Line by line, retype the data exactly as it is given.

* DATASET EXCERPTS *
Segment Open

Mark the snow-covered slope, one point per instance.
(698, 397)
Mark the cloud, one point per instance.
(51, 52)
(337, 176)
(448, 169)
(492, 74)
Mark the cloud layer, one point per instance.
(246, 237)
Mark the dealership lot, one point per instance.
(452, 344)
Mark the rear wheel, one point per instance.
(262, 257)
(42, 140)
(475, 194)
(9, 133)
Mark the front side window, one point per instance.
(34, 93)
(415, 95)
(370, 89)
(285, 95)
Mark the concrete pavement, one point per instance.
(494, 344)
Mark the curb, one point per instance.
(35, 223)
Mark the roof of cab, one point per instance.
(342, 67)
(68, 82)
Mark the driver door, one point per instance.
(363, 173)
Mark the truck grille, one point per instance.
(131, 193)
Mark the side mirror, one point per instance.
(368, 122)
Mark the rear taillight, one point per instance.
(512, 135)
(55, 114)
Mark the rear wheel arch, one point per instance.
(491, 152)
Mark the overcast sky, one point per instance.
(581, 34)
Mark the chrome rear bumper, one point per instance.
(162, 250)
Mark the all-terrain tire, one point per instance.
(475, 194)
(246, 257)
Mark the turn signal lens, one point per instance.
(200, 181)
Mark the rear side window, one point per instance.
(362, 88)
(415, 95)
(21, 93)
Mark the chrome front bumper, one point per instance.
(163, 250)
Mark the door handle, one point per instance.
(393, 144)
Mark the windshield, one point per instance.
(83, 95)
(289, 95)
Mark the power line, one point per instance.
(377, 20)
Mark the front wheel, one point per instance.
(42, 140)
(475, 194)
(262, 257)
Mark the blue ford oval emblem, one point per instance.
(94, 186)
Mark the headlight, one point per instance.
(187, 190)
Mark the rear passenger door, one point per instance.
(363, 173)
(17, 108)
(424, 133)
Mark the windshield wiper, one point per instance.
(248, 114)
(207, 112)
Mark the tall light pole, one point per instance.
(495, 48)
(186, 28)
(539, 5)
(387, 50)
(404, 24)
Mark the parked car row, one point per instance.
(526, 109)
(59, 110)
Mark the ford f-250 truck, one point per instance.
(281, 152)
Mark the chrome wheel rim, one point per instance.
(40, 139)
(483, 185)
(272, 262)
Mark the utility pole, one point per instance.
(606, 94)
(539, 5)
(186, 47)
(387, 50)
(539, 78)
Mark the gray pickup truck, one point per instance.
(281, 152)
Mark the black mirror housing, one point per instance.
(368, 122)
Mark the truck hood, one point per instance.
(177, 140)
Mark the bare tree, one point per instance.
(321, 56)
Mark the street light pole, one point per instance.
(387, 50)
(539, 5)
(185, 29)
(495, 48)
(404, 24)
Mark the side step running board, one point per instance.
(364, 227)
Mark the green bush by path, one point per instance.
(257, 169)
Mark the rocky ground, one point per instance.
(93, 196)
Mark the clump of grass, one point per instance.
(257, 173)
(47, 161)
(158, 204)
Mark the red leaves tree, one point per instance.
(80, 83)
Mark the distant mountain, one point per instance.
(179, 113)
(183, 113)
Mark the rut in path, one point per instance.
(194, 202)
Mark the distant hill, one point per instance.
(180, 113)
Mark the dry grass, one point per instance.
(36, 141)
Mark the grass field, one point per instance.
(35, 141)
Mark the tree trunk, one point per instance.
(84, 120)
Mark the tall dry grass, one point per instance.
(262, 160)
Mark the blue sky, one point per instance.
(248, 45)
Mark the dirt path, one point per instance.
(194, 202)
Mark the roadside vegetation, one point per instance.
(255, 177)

Segment Closed

* SOLUTION FOR THIS PROBLEM *
Mark the snow-covered slope, one point per instance.
(698, 397)
Mark the cloud, one point per instance.
(51, 52)
(337, 176)
(448, 169)
(492, 74)
Mark the cloud layer, one point per instance.
(246, 237)
Mark the dealership lot, one point per instance.
(452, 344)
Mark the rear wheel, one point per instance.
(262, 257)
(42, 140)
(475, 194)
(9, 133)
Mark the front side window, one point per instance.
(34, 93)
(415, 95)
(370, 89)
(285, 95)
Mark the concrete pavement, one point per instance.
(494, 344)
Mark the curb, one point per instance.
(35, 223)
Mark the roof of cab, one point per instance.
(342, 67)
(68, 82)
Mark the driver door, one point per instance.
(363, 173)
Mark the truck grille, one point per instance.
(131, 193)
Mark the side mirror, one point per instance.
(368, 122)
Mark the rear taillight, one point per instance.
(512, 135)
(55, 114)
Mark the rear wheel arch, one point per instance.
(491, 152)
Mark the overcast sky, one point per instance.
(581, 34)
Mark the chrome rear bumper, one point per instance.
(162, 250)
Mark the all-terrain tire, one point per instance.
(475, 194)
(246, 257)
Mark the turn signal lens, one point per instance.
(200, 181)
Mark the rear side window, one point per instance.
(362, 88)
(415, 95)
(21, 93)
Mark the chrome front bumper, one point per instance.
(163, 250)
Mark the door handle, one point per instance.
(393, 144)
Mark the windshield, one point per instance.
(83, 95)
(289, 95)
Mark the power line, one point per instance.
(377, 20)
Mark the front wheel, one point per instance.
(42, 140)
(475, 194)
(262, 257)
Mark the blue ford oval emblem, one point per instance.
(94, 186)
Mark the headlight, one point per instance.
(187, 190)
Mark the rear passenger door, one point per instance.
(363, 173)
(17, 108)
(424, 133)
Mark the windshield wiper, one point per instance.
(248, 114)
(207, 112)
Mark the tall light pole, one point per instance.
(495, 48)
(186, 28)
(539, 5)
(387, 50)
(404, 24)
Mark the parked car row, one point per instance.
(526, 109)
(59, 110)
Mark the ford f-250 truck, one point per instance.
(281, 152)
Mark the chrome wheel rim, one point per instance.
(40, 139)
(483, 185)
(272, 262)
Mark the utility pole, one point per instance.
(606, 94)
(539, 5)
(186, 47)
(387, 50)
(539, 78)
Mark the gray pickup truck, one point per instance.
(281, 152)
Mark the black mirror housing, one point per instance.
(368, 122)
Mark the truck hood, one point per instance.
(177, 140)
Mark the bare tree, one point per instance.
(321, 56)
Mark the street light pole, one point per instance.
(387, 50)
(539, 5)
(185, 29)
(495, 48)
(404, 24)
Mark the side step running board, one point per instance.
(364, 227)
Mark the green bush by path, one point per instance.
(257, 169)
Mark the rocky ground, one point per instance.
(93, 196)
Mark the clump of grass, one point per instance.
(257, 173)
(47, 161)
(158, 204)
Mark the red leaves tree, one point per instance.
(80, 83)
Mark the distant mountain, one point per instance.
(179, 113)
(183, 113)
Mark the rut in path, one point per instance.
(194, 202)
Mark the distant hill, one point per instance.
(180, 113)
Mark the dry grass, one point per instance.
(36, 141)
Mark the grass field, one point per instance.
(35, 141)
Mark the tree trunk, one point per instance.
(84, 120)
Mark the tall dry grass, one point per instance.
(262, 160)
Mark the blue sky, one point per instance.
(248, 45)
Mark the dirt path, one point per instance.
(194, 202)
Mark the roadside vegetation, one point per instance.
(255, 177)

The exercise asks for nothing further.